GIVEN REQUEST: Reproduce the rows below, changing each occurrence of "innermost point" to "center point" and leaving all other text as it is.
*** DATASET ROWS
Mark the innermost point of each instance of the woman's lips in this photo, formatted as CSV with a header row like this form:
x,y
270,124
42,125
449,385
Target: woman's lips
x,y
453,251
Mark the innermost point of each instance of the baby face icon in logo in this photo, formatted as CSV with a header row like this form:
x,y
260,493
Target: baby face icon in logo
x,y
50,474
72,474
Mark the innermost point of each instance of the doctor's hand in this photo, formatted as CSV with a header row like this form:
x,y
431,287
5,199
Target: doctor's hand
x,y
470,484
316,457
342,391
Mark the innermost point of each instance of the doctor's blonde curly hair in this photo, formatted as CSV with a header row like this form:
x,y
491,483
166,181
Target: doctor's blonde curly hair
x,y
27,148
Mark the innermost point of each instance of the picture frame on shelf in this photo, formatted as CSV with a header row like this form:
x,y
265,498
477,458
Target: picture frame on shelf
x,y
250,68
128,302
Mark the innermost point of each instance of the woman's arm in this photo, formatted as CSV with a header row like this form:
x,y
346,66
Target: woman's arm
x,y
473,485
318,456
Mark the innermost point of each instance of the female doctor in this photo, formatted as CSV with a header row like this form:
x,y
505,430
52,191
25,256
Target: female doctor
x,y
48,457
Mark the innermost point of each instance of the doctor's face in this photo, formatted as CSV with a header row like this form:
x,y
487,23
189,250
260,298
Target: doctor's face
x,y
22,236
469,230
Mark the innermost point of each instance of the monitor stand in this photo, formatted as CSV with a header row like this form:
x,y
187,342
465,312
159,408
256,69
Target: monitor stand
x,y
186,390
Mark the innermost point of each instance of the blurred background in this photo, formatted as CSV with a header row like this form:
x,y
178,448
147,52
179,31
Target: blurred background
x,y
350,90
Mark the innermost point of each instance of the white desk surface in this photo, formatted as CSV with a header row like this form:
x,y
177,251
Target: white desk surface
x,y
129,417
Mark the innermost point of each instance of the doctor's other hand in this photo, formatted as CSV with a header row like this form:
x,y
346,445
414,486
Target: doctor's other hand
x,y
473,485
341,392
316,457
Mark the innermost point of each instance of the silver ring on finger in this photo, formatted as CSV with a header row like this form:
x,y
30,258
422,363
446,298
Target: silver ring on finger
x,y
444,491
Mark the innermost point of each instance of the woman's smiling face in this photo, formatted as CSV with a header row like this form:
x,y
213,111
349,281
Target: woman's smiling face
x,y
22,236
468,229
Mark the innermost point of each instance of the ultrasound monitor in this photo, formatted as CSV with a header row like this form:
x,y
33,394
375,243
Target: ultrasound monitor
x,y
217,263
******
THE REPLY:
Mark the center point of each instance of the woman's lips in this photo, formatted as CSV with a header row like this form:
x,y
270,124
42,125
449,385
Target: woman's lips
x,y
453,251
Mark the center point of each instance of the baby face icon in logo in this photo, formatted as CSV with a header row like this form:
x,y
260,493
Target: baby face icon in logo
x,y
50,474
72,474
Mark the center point of each instance of the doctor's hand in this photo, formatted as CSV with a header row like this form:
x,y
431,287
5,199
Target: doctor's hand
x,y
470,484
316,457
342,391
Mark the center point of each instance of the doctor's blonde curly hair in this photo, formatted as CSV with a header row like this form:
x,y
491,483
166,181
Target: doctor's blonde curly hair
x,y
27,148
Mark the center point of each instance of the picture frame on shelf in this photo, formatted as CSV with a header row like this form:
x,y
265,498
477,458
Target: picture frame on shelf
x,y
250,68
128,302
Mark the center point of each instance of the woman's arm in this photo, formatted as CSV with a header row like this form:
x,y
346,66
Target: woman's arm
x,y
473,485
318,456
Mark the center point of each instance of the female doctor in this photo, formatted as CSV with a header row like this form:
x,y
505,430
52,191
25,256
Target: female doctor
x,y
48,457
Mark the center point of each instance of the doctor's face in this photo, formatted as CSV with a header row like this form:
x,y
487,23
189,250
260,298
Target: doctor's face
x,y
22,236
469,230
Mark the center point of each instance of the monitor stand in this photo, formatted as CSV with a header row like this form:
x,y
187,342
465,312
159,408
256,69
Target: monitor stand
x,y
186,390
Mark the center point of each instance of the blurred background in this photo, formatted as CSV with a header row like this form:
x,y
178,448
147,52
179,31
Target: blurred background
x,y
350,90
Mark the center point of each instance of the white desk surface in this photo, formatted as CSV with a header row like this form:
x,y
177,251
Target: white desk surface
x,y
129,417
Mark the center point of each instance of the doctor's other hand in this photo, formatted as CSV with a header row like this form:
x,y
346,445
414,486
Target: doctor's other hand
x,y
473,485
341,392
316,457
Mark the center point of each instance of the silver ring on finger in this photo, formatted as CSV with a header row like this form:
x,y
30,258
422,363
446,298
Target: silver ring on finger
x,y
444,491
Mark the center point of each instance of the woman's smiling face in this photo, formatted as CSV with a header row like this form:
x,y
213,111
349,281
Target: woman's smiling face
x,y
22,236
468,229
Mark the center point of each instance of the ultrasound monitor in this photo, formatted as CSV with a header row like this form:
x,y
33,394
375,243
Target: ultrasound monitor
x,y
217,263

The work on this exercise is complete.